* [What is needed]
Substitute "hanging lamp" for "pendant lamp" in the material, starting with the line that contains "Definition of the keypoint: for every instance of the wall" and going on through the end of the material. Give only those lines, with everything else left unchanged.

* [Records from a point labeling set]
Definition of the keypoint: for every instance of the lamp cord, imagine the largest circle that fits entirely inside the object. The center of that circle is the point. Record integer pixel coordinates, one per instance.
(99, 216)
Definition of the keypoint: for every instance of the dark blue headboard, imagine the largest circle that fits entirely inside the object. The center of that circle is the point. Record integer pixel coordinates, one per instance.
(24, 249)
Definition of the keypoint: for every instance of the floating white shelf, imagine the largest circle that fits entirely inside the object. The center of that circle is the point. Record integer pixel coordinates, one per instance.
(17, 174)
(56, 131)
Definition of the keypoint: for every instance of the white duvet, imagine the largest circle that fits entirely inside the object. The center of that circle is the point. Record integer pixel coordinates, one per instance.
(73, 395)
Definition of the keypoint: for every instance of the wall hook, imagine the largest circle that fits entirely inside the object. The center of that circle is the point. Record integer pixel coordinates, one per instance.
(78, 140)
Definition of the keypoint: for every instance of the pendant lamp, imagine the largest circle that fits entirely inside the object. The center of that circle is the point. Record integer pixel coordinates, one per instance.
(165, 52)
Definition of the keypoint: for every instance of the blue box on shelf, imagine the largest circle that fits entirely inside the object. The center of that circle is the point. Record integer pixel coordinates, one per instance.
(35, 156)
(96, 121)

* [The solution]
Definition of the keypoint: for every instance of the wall hook, imagine the largest circle that fits entirely inside the object. The center of that circle is the point. Record integer pixel coordinates, one per instance.
(78, 140)
Definition of the keypoint: for every instance of the hanging lamp, imagine the largest circle that fits entirely inside the object. The center of that circle is the point. Record integer pixel coordinates, one per instance.
(165, 52)
Definition of the keypoint: for every instance of the blue box on shelf, imagine the largest circle that fits entirely inside the object. The center of that circle is the point. Record integer pixel coordinates, one per instance.
(35, 156)
(96, 121)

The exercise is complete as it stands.